- _Excerpted passage_:
# All dialects: The weather is hot



## raful

Hello to you all
How would you say "the weather is hot"? I'm familiar with the Levantine expression الدنيا شوب . Are there other expressions in other colloquial dialects?


----------



## Hemza

Hello,
Merely صهد (Sahd) in Morocco (that my Palestinian mates haven't understood and still don't understand haha)


----------



## tounsi51

In Tunisian Arabic we can say دنيا سخونة (denia skhoona)


----------



## Hemza

tounsi51 said:


> In Tunisian Arabic we can say دنية سخونة (denia skhoona)


I thought about سخون too but forgot which word was used along it. Now you say it I think this is also used in Morocco although not for a heat wave. صهد is hotter than سخون


----------



## tounsi51

Hemza said:


> I thought about سخون too but forgot which word was used along it. Now you say it I think this is also used in Morocco although not for a heat wave. صهد is hotter than سخون



Your صهد  is the equivalent of our سخانة


----------



## Hemza

سخانة ??  This means fever in Morocco haha


----------



## cherine

In Egyptian Arabic, we say الدنيا حَرّ. But when the air itself is hot (like more hot than usual, and you feel the heat in every breath) we use the word SahD صَهْد: eddonya/eddenya SahD, or: في صَهْد.


----------



## tounsi51

Hemza said:


> سخانة ??  This means fever in Morocco haha



In Tunisia it means heat and fever


----------



## normordm

We have الدنيا سخانة in Sudanese


----------



## elroy

raful said:


> I'm familiar with the Levantine expression الدنيا شوب


 In Palestinian you can say that or الطقس شوب or just شوب.


----------



## oopqoo

What about حمّ elroy? I remember hearing just this word as opposed to شوب but don't remember the construct: whether it was الدنيا حم or الطقس حم or anything else.


----------



## elroy

حمّ is used in the Galilee. 

You can say الدنيا حمّ or just حمّ.  I'm not sure about الطقس حمّ.


----------



## I.K.S.

Hemza said:


> I thought about سخون too but forgot which word was used along it


الحال سخون

السخانة كانت تستعمل ايضا للتعبير عن الحر لكن الاستعمال صار اليوم نادرا
من ديوان عبد الرحمن المجدوب, القرن 16 
مشيت للرماد عامين اندور فيه على السخانة     عميت و صميت و خفيت بعد الرزانة


----------



## Hemza

ما كنت عالم بهذا بالكل


----------



## dakaplo

I've also heard in Levantine الطقس حامي, though I think شوب is probably more common.


----------



## elroy

dakaplo said:


> الطقس حامي


 In my last post, I said I wasn't sure about الطقس حمّ because it sounded weird to me.  After I posted, it occurred to me that it was probably الطقس حامي in Galilean.  The fact that you've heard it basically confirms this for me.

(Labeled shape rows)
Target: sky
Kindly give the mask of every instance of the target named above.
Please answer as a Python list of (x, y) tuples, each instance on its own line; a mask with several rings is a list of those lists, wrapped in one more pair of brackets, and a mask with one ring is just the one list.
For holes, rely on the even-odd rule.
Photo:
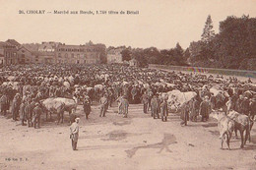
[[(208, 15), (216, 32), (227, 16), (256, 17), (256, 0), (0, 0), (0, 41), (104, 43), (186, 48), (201, 38)], [(45, 15), (19, 14), (45, 10)], [(57, 15), (63, 11), (139, 11), (139, 15)]]

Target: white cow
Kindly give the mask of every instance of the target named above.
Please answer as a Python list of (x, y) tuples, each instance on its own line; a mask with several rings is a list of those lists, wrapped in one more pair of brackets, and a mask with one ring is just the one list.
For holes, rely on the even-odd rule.
[(174, 89), (167, 92), (168, 95), (168, 105), (171, 106), (171, 108), (175, 108), (176, 110), (180, 108), (180, 106), (191, 100), (193, 97), (197, 95), (194, 91), (188, 91), (188, 92), (181, 92), (178, 89)]

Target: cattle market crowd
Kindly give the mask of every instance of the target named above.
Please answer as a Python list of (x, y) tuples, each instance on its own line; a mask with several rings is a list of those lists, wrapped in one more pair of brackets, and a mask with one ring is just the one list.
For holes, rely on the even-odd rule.
[(252, 122), (256, 114), (256, 85), (219, 75), (124, 65), (18, 65), (2, 69), (0, 85), (1, 114), (34, 128), (44, 113), (46, 119), (57, 114), (59, 123), (67, 111), (76, 122), (79, 104), (89, 119), (93, 102), (100, 107), (99, 117), (113, 102), (124, 118), (129, 104), (143, 103), (143, 112), (154, 119), (167, 121), (169, 113), (180, 113), (182, 126), (208, 121), (217, 112), (237, 112)]

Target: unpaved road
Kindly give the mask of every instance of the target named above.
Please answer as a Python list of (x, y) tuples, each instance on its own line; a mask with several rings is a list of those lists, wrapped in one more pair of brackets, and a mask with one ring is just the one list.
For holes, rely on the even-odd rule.
[(181, 127), (178, 116), (170, 115), (164, 123), (154, 120), (140, 104), (129, 107), (128, 118), (116, 111), (112, 107), (99, 118), (93, 106), (89, 120), (81, 116), (77, 151), (71, 148), (67, 121), (33, 129), (1, 116), (0, 169), (256, 169), (255, 126), (245, 148), (232, 139), (232, 150), (221, 150), (213, 119)]

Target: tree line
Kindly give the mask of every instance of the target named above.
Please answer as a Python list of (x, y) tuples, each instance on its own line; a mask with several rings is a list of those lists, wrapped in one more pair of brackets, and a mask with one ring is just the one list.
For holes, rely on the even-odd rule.
[(142, 67), (160, 64), (256, 71), (256, 18), (229, 16), (219, 28), (215, 33), (209, 15), (201, 40), (191, 42), (188, 48), (183, 49), (178, 42), (174, 48), (162, 50), (121, 46), (122, 60), (135, 59)]

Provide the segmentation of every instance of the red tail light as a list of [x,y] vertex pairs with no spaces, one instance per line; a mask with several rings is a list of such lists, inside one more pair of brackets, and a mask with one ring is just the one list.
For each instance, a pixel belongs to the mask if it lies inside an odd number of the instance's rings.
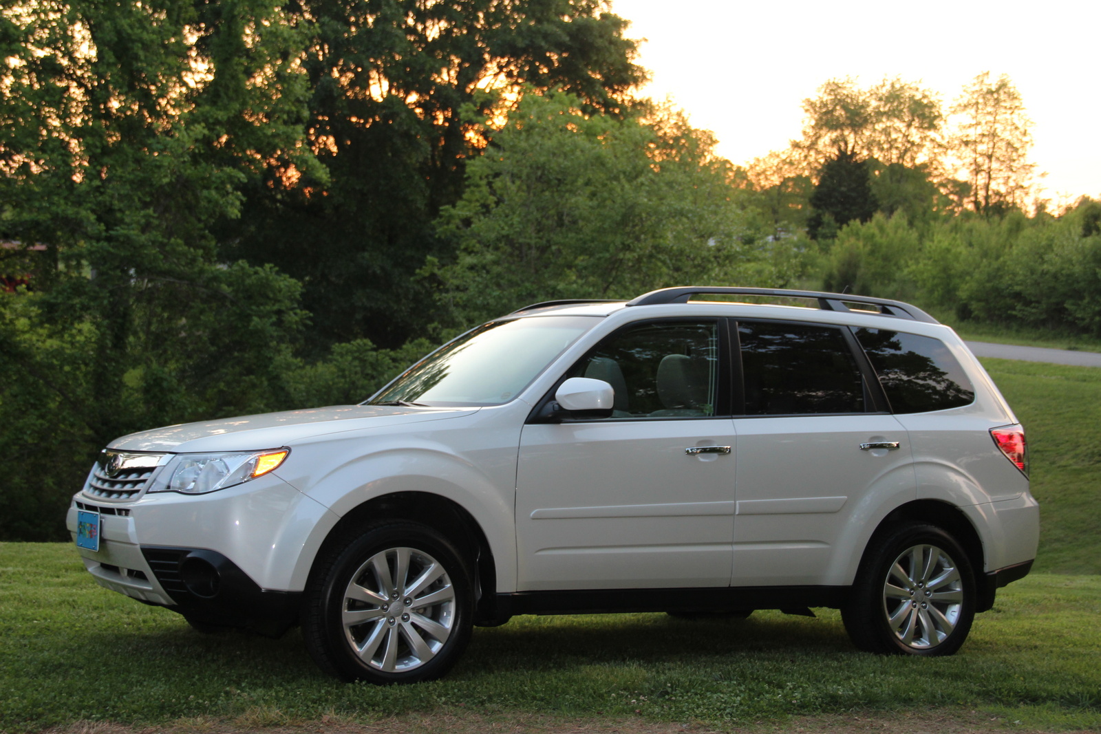
[[990,435],[994,437],[994,443],[1002,450],[1005,458],[1012,461],[1027,476],[1028,446],[1025,443],[1025,429],[1021,426],[991,428]]

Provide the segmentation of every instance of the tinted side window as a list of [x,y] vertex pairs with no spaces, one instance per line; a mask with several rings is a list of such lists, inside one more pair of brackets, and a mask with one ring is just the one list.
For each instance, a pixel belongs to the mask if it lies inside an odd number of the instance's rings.
[[886,329],[855,329],[895,413],[944,410],[974,401],[974,386],[939,339]]
[[863,413],[860,368],[839,327],[741,322],[745,415]]
[[719,333],[705,324],[643,324],[617,331],[570,372],[615,391],[613,418],[712,416]]

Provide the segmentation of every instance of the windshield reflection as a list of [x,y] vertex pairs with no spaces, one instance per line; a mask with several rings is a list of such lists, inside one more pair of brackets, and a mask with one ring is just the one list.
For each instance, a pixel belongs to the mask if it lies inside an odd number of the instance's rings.
[[367,405],[501,405],[519,395],[599,317],[490,321],[405,371]]

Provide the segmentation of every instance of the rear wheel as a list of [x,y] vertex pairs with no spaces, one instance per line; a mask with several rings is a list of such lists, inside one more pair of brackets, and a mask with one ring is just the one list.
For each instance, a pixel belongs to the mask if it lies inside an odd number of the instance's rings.
[[975,593],[960,545],[939,527],[908,523],[869,547],[841,618],[864,650],[951,655],[971,629]]
[[415,523],[346,536],[307,589],[303,635],[317,664],[344,680],[439,678],[470,638],[472,594],[459,552]]

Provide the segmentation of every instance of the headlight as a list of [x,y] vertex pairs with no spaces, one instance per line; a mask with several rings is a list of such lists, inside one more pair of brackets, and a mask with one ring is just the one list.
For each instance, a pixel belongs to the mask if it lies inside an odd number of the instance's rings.
[[179,453],[161,472],[150,492],[205,494],[263,476],[277,468],[291,449],[239,453]]

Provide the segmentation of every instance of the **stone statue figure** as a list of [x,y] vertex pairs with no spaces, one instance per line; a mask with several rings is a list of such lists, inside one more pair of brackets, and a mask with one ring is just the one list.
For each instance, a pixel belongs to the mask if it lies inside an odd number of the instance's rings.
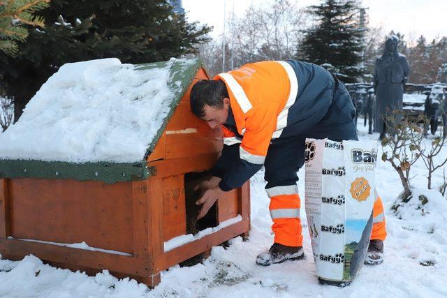
[[374,67],[374,132],[380,133],[381,140],[385,136],[387,116],[395,110],[402,109],[404,84],[410,71],[406,57],[397,52],[398,43],[399,38],[394,35],[386,40],[383,54],[376,60]]

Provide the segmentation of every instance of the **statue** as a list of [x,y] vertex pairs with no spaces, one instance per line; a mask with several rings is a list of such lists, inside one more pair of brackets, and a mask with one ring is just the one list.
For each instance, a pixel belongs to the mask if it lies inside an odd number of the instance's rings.
[[397,52],[398,43],[399,38],[395,35],[386,40],[383,54],[376,60],[374,67],[374,132],[380,133],[381,140],[386,131],[386,117],[395,110],[402,110],[404,84],[410,71],[406,58]]

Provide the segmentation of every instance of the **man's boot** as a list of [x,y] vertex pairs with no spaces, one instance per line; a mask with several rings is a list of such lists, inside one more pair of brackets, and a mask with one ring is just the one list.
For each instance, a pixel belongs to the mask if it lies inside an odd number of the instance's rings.
[[261,266],[269,266],[272,264],[282,263],[287,260],[295,260],[305,258],[302,246],[286,246],[274,243],[268,251],[258,255],[256,264]]
[[365,264],[367,265],[378,265],[383,262],[383,241],[371,240],[366,253]]

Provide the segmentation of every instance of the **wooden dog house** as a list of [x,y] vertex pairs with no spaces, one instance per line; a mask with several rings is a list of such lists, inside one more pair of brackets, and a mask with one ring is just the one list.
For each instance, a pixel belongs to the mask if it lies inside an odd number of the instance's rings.
[[[193,186],[207,177],[222,147],[221,131],[195,117],[189,107],[192,84],[207,78],[202,62],[171,59],[132,66],[114,67],[126,67],[126,71],[143,77],[145,72],[154,77],[149,70],[167,69],[163,83],[170,91],[163,103],[167,112],[156,133],[144,140],[147,150],[139,161],[37,158],[38,154],[29,153],[33,148],[10,157],[14,147],[6,144],[20,141],[13,135],[29,127],[22,124],[27,117],[33,120],[30,114],[36,106],[27,106],[23,119],[0,135],[2,258],[20,260],[32,254],[54,266],[89,274],[108,269],[153,287],[160,282],[161,271],[232,237],[248,234],[248,183],[226,193],[203,219],[196,220],[198,207],[194,202],[200,193]],[[78,68],[70,71],[73,69]],[[152,77],[142,82],[154,83]],[[71,83],[58,84],[66,88]],[[149,104],[142,109],[154,108],[150,99],[145,98]],[[71,133],[63,133],[64,137]],[[43,142],[46,135],[36,139]]]

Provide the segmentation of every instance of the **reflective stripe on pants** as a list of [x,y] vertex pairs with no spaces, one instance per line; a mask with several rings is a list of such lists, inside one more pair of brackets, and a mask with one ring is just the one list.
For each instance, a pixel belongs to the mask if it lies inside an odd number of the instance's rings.
[[377,193],[374,204],[372,209],[372,231],[371,239],[385,240],[386,238],[386,224],[385,223],[385,214],[383,214],[383,204]]
[[296,185],[276,186],[266,191],[270,198],[269,209],[273,221],[274,242],[288,246],[302,246],[300,202]]

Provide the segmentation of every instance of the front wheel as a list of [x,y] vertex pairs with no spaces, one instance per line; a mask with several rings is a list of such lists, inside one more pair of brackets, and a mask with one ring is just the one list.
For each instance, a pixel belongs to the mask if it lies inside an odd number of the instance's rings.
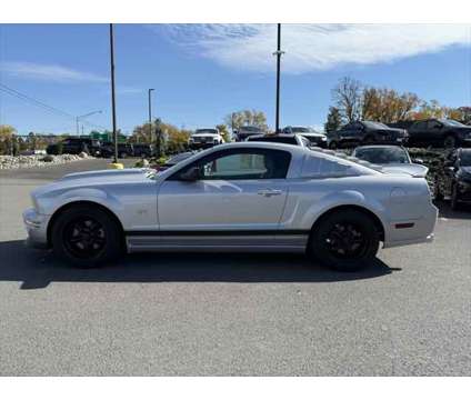
[[119,256],[120,227],[107,212],[89,207],[71,207],[52,226],[52,248],[67,262],[81,268],[98,267]]
[[353,272],[373,261],[379,242],[371,217],[357,210],[342,210],[314,226],[308,253],[327,267]]

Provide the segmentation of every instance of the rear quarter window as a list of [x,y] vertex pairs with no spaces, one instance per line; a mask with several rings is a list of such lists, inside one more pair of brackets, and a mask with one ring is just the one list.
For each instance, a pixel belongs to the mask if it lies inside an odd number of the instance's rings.
[[302,178],[355,177],[364,174],[360,168],[349,161],[307,156],[302,163]]

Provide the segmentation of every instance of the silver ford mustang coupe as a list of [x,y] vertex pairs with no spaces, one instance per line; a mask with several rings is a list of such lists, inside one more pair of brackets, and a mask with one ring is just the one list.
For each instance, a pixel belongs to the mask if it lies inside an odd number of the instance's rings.
[[384,248],[433,239],[423,178],[308,148],[221,144],[161,173],[71,173],[32,191],[28,242],[80,267],[136,251],[305,252],[352,271]]

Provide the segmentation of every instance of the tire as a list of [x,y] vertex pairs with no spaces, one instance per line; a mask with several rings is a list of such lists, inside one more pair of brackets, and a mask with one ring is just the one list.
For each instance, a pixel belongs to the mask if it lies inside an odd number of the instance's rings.
[[379,242],[371,217],[357,210],[341,210],[314,224],[308,254],[331,269],[353,272],[373,261]]
[[51,241],[59,258],[80,268],[99,267],[116,259],[122,249],[117,221],[90,206],[76,206],[61,212],[53,222]]
[[433,180],[433,198],[437,201],[443,200],[443,193],[440,190],[440,184],[437,178]]
[[454,149],[457,147],[457,138],[452,134],[449,134],[443,140],[444,149]]
[[450,206],[453,211],[457,211],[460,208],[460,201],[458,200],[457,184],[453,184],[453,188],[451,189]]

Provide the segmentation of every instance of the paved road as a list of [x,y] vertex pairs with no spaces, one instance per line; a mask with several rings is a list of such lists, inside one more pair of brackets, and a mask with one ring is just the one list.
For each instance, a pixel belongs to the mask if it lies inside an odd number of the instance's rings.
[[293,256],[137,254],[77,270],[27,250],[27,193],[80,161],[1,171],[0,374],[471,374],[471,210],[342,274]]

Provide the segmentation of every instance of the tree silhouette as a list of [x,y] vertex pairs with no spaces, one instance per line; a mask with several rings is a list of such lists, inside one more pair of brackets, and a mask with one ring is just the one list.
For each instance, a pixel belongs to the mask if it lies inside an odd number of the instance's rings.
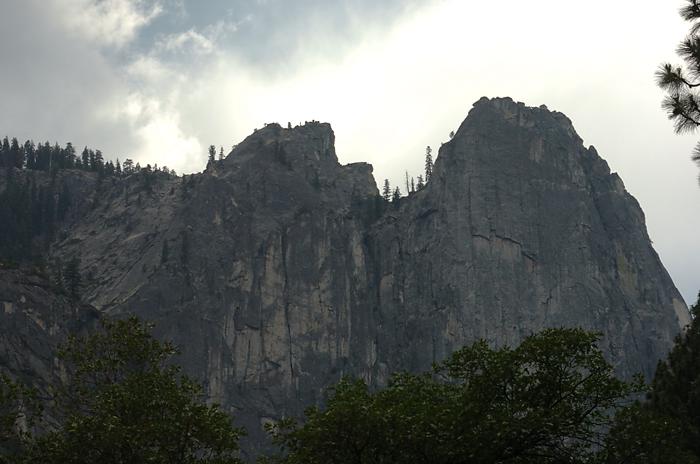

- _Exercise set_:
1. Answer these questions about the thread on saying "the weather is hot":
(a) What word does Hemza give for Morocco?
(b) What expression is given for Egyptian Arabic in general?
(c) According to elroy, where is حمّ used?
2. In the stretch of rows from the start of the rows through the line containing "11), (139, 15)]]", both ends included, multiply every coordinate in the answers by 1.7 and round to whole numbers, halves up. What does that stretch look like written out again in full, requests included, with the picture left out?

- _Solutions to the exercise_:
1.
(a) صهد (Sahd)
(b) الدنيا حَرّ
(c) In the Galilee

2.
Target: sky
Kindly give the mask of every instance of the target named above.
Please answer as a Python list of (x, y) tuples, each instance on its own line; a mask with several rings is a list of those lists, wrapped in one more pair of brackets, and a mask with one ring is just the one list.
For holes, rely on the even-odd rule.
Photo:
[[(354, 26), (367, 54), (386, 27), (435, 29), (435, 0), (0, 0), (0, 70), (177, 73), (316, 82), (342, 65)], [(77, 26), (32, 24), (77, 17)], [(97, 26), (107, 19), (236, 19), (236, 26)]]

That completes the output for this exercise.